*** THE DATA Section Begins ***

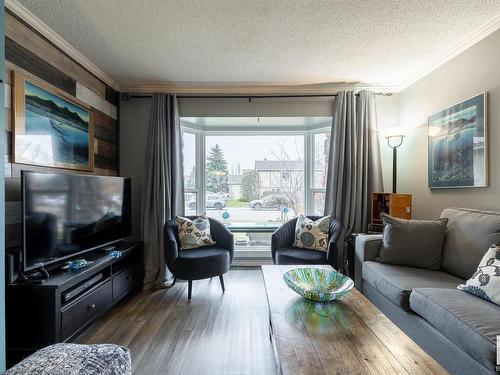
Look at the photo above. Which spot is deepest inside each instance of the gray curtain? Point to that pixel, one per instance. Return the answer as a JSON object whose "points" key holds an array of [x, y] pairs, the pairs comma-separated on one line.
{"points": [[354, 169], [163, 184]]}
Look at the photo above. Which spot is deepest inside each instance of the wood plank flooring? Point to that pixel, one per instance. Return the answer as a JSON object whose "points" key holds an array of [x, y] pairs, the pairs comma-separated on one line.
{"points": [[214, 333]]}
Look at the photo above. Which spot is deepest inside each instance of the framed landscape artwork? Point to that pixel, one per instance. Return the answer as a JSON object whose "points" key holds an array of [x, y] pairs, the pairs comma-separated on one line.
{"points": [[458, 145], [51, 128]]}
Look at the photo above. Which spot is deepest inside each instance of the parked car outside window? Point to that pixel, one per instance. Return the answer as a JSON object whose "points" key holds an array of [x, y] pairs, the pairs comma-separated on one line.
{"points": [[270, 202]]}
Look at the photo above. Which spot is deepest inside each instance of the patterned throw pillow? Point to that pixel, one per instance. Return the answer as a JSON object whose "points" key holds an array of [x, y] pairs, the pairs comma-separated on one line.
{"points": [[485, 283], [312, 234], [194, 233]]}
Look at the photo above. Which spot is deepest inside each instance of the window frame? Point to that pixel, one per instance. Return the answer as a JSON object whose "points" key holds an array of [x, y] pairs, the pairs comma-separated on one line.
{"points": [[309, 155]]}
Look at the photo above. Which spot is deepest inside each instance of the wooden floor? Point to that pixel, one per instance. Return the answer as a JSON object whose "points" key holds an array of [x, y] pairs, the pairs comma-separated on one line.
{"points": [[214, 333]]}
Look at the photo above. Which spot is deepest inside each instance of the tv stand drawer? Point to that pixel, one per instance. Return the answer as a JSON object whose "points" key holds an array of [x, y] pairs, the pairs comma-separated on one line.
{"points": [[125, 281], [86, 309]]}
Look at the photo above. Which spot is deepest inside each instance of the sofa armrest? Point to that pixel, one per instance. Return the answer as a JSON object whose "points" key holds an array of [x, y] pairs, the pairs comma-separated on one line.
{"points": [[367, 248]]}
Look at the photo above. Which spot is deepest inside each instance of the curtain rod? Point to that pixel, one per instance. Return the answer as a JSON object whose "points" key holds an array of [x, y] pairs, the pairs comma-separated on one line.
{"points": [[126, 97]]}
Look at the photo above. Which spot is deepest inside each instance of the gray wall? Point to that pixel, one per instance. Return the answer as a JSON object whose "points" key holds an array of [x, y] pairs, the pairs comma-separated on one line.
{"points": [[134, 117], [472, 72]]}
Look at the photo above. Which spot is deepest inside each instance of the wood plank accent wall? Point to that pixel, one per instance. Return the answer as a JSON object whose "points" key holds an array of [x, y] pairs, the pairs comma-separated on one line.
{"points": [[28, 52]]}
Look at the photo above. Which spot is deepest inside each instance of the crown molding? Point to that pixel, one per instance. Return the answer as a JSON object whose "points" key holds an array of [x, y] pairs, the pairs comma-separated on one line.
{"points": [[252, 89], [487, 29], [24, 14], [237, 88]]}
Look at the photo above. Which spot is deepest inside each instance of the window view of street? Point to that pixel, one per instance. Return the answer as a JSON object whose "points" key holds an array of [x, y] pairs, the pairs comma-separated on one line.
{"points": [[253, 181]]}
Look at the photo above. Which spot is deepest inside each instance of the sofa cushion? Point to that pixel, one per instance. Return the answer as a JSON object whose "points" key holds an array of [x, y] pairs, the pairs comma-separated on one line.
{"points": [[294, 255], [413, 243], [76, 359], [397, 282], [469, 322], [470, 234]]}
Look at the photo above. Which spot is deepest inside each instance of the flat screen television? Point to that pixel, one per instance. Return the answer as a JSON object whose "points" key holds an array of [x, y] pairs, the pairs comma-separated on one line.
{"points": [[65, 215]]}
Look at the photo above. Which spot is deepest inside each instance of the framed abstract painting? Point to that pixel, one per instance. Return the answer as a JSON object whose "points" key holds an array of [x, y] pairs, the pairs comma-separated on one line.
{"points": [[51, 128], [458, 145]]}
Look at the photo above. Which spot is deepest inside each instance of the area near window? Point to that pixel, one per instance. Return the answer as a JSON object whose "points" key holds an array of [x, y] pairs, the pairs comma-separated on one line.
{"points": [[253, 174]]}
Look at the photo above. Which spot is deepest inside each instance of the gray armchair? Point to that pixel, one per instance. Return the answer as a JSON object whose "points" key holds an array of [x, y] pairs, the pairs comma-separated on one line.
{"points": [[283, 251], [199, 263]]}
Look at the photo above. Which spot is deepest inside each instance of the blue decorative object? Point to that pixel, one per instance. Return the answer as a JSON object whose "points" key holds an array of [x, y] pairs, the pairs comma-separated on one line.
{"points": [[318, 284], [115, 254], [77, 264]]}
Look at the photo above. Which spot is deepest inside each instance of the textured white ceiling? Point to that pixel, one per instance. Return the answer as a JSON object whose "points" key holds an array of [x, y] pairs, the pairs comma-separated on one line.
{"points": [[377, 42]]}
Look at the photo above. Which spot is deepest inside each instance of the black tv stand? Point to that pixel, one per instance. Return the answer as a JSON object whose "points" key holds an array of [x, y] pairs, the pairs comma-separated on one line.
{"points": [[57, 308], [40, 275]]}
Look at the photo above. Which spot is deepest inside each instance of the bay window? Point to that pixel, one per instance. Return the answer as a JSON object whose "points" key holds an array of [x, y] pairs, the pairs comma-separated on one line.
{"points": [[255, 173]]}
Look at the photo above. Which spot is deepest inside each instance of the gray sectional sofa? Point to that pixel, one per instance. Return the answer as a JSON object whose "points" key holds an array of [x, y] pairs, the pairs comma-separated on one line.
{"points": [[456, 328]]}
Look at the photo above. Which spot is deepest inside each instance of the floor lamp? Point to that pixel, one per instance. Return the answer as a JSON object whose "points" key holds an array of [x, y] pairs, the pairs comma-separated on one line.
{"points": [[394, 141]]}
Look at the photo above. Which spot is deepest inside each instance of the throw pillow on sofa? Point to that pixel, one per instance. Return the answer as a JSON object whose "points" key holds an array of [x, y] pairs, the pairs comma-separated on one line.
{"points": [[194, 233], [312, 234], [413, 243], [485, 283]]}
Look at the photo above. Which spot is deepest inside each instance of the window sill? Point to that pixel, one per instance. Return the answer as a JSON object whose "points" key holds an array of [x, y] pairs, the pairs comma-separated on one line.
{"points": [[238, 228]]}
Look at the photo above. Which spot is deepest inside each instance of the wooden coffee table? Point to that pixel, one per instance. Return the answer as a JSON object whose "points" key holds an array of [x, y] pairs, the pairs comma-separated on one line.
{"points": [[349, 336]]}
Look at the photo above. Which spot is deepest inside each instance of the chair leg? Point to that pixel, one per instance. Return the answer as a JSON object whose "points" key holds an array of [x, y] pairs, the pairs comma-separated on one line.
{"points": [[221, 278]]}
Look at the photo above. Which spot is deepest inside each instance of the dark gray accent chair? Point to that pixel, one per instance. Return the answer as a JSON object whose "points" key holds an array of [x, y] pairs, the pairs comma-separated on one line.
{"points": [[284, 252], [456, 328], [200, 263]]}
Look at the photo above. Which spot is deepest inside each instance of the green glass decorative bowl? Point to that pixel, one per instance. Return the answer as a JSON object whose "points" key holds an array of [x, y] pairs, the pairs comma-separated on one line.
{"points": [[318, 284]]}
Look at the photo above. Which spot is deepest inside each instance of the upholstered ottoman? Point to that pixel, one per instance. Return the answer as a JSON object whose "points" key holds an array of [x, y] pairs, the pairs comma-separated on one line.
{"points": [[75, 359]]}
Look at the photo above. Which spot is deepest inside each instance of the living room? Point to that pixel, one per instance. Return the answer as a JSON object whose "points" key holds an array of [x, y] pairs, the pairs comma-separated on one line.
{"points": [[250, 187]]}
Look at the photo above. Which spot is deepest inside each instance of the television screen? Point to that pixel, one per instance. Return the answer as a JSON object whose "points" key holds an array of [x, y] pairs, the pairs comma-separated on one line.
{"points": [[65, 215]]}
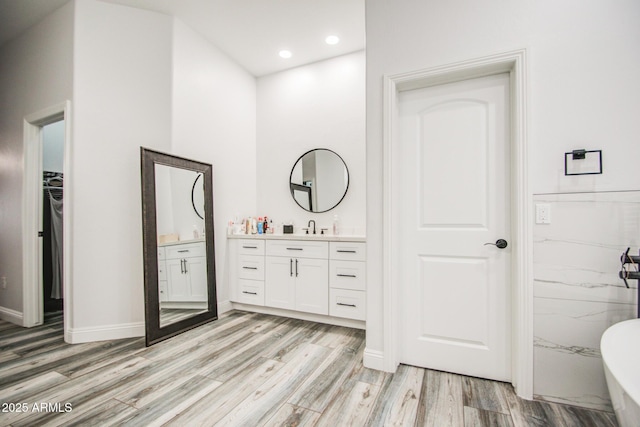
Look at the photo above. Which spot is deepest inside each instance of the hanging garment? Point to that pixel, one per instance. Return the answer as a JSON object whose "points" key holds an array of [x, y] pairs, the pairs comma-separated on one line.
{"points": [[56, 246]]}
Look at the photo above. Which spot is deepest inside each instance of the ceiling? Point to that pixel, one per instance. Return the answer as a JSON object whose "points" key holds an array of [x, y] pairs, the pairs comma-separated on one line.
{"points": [[251, 32]]}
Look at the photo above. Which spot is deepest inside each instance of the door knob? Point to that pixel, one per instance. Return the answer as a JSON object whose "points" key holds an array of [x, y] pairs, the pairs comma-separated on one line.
{"points": [[500, 243]]}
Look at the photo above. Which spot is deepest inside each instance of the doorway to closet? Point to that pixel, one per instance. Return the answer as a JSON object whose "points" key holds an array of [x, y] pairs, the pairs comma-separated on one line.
{"points": [[52, 216], [37, 184]]}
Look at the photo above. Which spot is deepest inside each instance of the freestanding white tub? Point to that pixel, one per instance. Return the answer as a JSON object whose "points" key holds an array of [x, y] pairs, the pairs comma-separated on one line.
{"points": [[620, 348]]}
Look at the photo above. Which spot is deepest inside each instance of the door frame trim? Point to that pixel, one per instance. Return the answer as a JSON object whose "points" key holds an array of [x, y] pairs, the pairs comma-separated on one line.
{"points": [[32, 300], [514, 63]]}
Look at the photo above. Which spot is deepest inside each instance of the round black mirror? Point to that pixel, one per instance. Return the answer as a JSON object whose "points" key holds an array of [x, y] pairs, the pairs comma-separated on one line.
{"points": [[319, 180], [197, 196]]}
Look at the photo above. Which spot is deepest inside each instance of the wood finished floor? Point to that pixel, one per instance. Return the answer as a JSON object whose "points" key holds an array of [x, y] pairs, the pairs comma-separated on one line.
{"points": [[248, 369]]}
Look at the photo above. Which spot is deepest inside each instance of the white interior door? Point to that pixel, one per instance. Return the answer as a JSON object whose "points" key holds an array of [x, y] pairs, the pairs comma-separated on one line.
{"points": [[454, 197]]}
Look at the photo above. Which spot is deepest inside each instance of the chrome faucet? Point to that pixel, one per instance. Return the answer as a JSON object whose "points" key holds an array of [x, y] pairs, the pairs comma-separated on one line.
{"points": [[314, 225]]}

*** THE DATA Section Ends ***

▸ TASK BRIEF
Your answer must be the lines from the one containing "the wood finished" to the last line of the entries, repeated exactly and with nothing else.

▸ ANSWER
Look at the photo above. Which spot is deepest inside each instance of the wood finished floor? Point to that pixel, one per instance. Return the answer as a JSON object whose "points" key holds an array of [x, y] pairs, the pairs comma-separated on one line.
{"points": [[248, 369]]}
Look at the photo above. Which spot is deepest inside each instance of the white interior door? Point to that pixel, one per instance. Return the answer as a JSON object whose "points" key holds an array of [x, y] pairs, the pairs comma-separated on one line.
{"points": [[454, 197]]}
Look at the photo above. Which spot is deepest inside each instance of the chrome faucet? Point to that pixel, one per instance. Return the answer as a JSON object whose "points" key holds an array of [x, y] pairs, the pairs comma-separated on one line.
{"points": [[314, 225]]}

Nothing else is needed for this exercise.